● Selected excerpt

# # #

Another suggestion I thought of is to contact a certified Birthing From Within mentor. They are typically childbirth course facilitators, but I'm sure you can find one who'll help you use art and visualization to "recover" from your traumatic birth experience. You can search for someone in your area at www.birthingfromwithin.com.

It sounds like you have a lot to work through, and you CAN work through it. Until you do, the sadness will continue to resurface. After you've worked through it, you will still feel disappointed that things didn't turn out as you'd hoped, but you'll eventually be able to accept the event for what it was and feel strong again.

One part of your recovery might be to write a letter to the hospital expressing your concerns over your treatment - but you may want to start working through things a little before writing, so you can be clearer and stronger about how they screwed up.

Blessings and strength to you, incredible mama.

Carol

Lisa Lubner
03-02-2004, 12:51 AM
salaam carol

thankyou so much for the reply. :)

i LOVE the birthing from within approach... i actually took level one of their childbirth educator training a little over two years ago. i was going to continue with the program, but decided to have another baby instead. the midwives office that i go to actually offers a childbirth course that does some BFW stuff, and i plan on taking it. and i HIGHLY recommend that anyone who is interested in the book should go to their classes if possible, because their approach has evolved in a few ways since the book was published.

again, i do appreciate the advice... i am really looking forward to this birth, and i hope that i can deal with this for the sake of my own sanity! :)

khalilah

EllasMama
03-02-2004, 08:48 PM
That is so cool - I signed up to take the BFW level 1 training in March! I was interested in teaching birth education classes when my daughter was younger, but I couldn't be away from her to do the training. Then at 19 months, I got derailed by depression. Now, a year and a half later, I'm finally better and going to do it. Sometimes those dreams just have to go on hold, don't they? :)

Best of luck, let us know how your journey goes.

Carol

Foobar
03-03-2004, 01:31 PM
I would talk to someone so you can release that fear before you labor again.

It cannot make for a good experience this time if you hold the fear and anger of last time.

Can you go to a different hospital? Or perhaps write up an emergency health plan that your DH can present and fight for in the case of an emergency? See if your mw can direct you to someone who can help you heal....

Are you doing another homebirth? If yes, then definately have a list set up for what interventions are needed for an emergency and which you don't want.

Good luck!
Shalom!

Lisa Lubner
03-04-2004, 12:49 AM
salaam

ellasmama- have fun in your training. it was an AWESOME course... you will learn so much about yourself in addition to the techniques that they teach. it was SO much fun for me.

foobar- thankfully i am going to a different hospital. i moved about a year ago to NJ, which statewide has HORRID c-sec/vbac statistics... BUT the particular hospital and midwifery practice i'm going to have GREAT statistics... way below what the WHO considers to be acceptable. the hospital also does waterbirths and has nice private LDR rooms. i wanted to try to do a HBAC but unfortunately they don't allow that in NJ anymore... so it was either an unassisted (which i am not ready for) or the midwives.

i am going to start looking/asking around for a good therapist that is experienced in this sort of thing. i will keep you all posted. :)

thanks again!

khalilah

Foobar
03-09-2004, 03:50 PM
How are you doing? I've been thinking about you!

# # #

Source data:
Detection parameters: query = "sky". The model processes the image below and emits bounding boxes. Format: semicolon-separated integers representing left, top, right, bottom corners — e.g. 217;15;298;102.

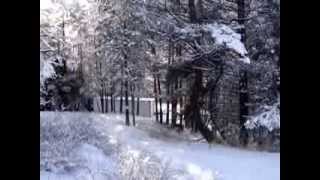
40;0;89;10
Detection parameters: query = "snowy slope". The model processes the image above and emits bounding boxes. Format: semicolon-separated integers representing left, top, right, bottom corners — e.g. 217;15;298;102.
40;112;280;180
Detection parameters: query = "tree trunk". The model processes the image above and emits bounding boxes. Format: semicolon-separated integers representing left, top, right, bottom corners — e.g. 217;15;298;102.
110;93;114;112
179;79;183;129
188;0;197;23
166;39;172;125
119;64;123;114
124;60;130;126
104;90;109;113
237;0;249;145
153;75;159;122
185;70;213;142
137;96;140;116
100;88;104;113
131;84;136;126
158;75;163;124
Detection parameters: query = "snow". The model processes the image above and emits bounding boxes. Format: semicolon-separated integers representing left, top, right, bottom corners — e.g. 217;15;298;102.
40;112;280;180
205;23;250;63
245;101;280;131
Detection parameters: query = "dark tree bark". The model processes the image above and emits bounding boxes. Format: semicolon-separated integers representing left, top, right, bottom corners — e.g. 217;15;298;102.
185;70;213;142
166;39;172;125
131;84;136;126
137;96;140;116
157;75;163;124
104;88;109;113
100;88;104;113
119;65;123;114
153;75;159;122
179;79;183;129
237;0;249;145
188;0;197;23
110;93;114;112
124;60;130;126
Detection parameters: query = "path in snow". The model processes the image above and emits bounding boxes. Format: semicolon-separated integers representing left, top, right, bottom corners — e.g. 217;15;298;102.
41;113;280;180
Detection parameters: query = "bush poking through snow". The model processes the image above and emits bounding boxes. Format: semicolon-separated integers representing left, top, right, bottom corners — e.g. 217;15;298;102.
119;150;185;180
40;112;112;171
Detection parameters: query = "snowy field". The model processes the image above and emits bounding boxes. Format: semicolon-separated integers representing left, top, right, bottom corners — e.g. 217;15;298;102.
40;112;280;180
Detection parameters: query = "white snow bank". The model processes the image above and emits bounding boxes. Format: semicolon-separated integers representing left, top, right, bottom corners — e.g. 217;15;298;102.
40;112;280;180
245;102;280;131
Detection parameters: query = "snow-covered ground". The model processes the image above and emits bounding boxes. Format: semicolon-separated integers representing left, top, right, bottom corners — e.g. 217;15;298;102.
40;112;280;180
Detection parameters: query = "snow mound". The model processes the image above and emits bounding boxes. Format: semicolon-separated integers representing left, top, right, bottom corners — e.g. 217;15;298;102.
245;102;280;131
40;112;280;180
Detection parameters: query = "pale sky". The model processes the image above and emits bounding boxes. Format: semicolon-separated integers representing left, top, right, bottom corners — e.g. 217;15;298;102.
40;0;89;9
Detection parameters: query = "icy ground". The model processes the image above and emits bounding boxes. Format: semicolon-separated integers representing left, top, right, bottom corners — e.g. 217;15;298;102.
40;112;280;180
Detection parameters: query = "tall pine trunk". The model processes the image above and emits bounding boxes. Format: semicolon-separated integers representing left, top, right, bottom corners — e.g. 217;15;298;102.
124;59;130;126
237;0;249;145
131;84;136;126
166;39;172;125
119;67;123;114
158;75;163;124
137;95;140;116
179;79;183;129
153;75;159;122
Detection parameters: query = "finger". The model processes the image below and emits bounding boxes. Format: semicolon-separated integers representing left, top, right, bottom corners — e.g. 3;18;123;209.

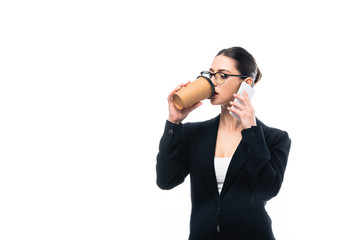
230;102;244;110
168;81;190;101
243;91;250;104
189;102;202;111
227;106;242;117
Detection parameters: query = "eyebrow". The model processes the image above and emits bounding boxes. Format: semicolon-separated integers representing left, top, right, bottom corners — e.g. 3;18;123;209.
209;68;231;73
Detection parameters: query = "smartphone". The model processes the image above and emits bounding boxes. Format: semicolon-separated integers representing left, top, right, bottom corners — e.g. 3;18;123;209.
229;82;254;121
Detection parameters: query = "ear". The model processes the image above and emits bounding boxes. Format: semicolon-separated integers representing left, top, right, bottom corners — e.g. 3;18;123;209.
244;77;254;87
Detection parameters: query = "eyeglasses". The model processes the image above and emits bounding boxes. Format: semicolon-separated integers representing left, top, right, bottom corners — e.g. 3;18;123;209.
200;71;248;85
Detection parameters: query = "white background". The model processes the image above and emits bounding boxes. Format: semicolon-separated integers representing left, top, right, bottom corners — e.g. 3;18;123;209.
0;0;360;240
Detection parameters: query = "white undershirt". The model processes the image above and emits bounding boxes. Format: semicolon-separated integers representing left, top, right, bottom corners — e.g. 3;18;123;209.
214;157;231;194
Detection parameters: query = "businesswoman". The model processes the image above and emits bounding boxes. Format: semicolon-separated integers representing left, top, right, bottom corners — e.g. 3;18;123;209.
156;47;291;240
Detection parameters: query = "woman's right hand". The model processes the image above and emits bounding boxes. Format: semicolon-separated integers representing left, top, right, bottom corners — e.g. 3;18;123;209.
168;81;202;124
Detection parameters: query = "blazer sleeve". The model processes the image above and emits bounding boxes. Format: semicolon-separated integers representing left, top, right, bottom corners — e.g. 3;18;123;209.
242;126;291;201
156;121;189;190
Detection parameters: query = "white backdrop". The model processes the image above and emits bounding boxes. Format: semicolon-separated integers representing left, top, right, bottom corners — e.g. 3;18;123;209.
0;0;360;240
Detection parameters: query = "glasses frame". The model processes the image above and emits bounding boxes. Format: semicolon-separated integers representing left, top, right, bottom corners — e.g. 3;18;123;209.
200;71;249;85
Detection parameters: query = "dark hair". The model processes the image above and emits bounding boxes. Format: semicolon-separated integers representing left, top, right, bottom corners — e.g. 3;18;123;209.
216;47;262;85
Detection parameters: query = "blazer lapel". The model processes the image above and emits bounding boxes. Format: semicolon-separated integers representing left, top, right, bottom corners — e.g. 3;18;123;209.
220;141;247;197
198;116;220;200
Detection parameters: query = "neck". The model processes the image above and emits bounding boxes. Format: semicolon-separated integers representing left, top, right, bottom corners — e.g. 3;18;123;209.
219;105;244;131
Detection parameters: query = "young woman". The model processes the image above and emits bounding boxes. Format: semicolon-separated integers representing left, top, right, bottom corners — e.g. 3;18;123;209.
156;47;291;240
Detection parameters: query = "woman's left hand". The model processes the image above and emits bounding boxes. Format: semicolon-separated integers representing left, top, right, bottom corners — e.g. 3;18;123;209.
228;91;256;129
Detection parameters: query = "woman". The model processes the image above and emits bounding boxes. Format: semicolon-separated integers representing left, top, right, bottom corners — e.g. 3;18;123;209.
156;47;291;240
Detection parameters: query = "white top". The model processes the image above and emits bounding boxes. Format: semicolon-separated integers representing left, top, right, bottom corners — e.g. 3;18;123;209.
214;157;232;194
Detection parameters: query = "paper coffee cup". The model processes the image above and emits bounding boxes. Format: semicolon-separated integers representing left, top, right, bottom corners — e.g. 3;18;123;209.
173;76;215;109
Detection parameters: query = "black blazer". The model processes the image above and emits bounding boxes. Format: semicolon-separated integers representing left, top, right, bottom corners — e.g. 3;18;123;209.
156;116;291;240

# # #

● What is required
Please retype the part of the forum thread starting at "ellasmama- have fun" and ending at "or the midwives.". The listing has nothing to do with the forum thread.

● Answer for this exercise
ellasmama- have fun in your training. it was an AWESOME course... you will learn so much about yourself in addition to the techniques that they teach. it was SO much fun for me.

foobar- thankfully i am going to a different hospital. i moved about a year ago to NJ, which statewide has HORRID c-sec/vbac statistics... BUT the particular hospital and midwifery practice i'm going to have GREAT statistics... way below what the WHO considers to be acceptable. the hospital also does waterbirths and has nice private LDR rooms. i wanted to try to do a HBAC but unfortunately they don't allow that in NJ anymore... so it was either an unassisted (which i am not ready for) or the midwives.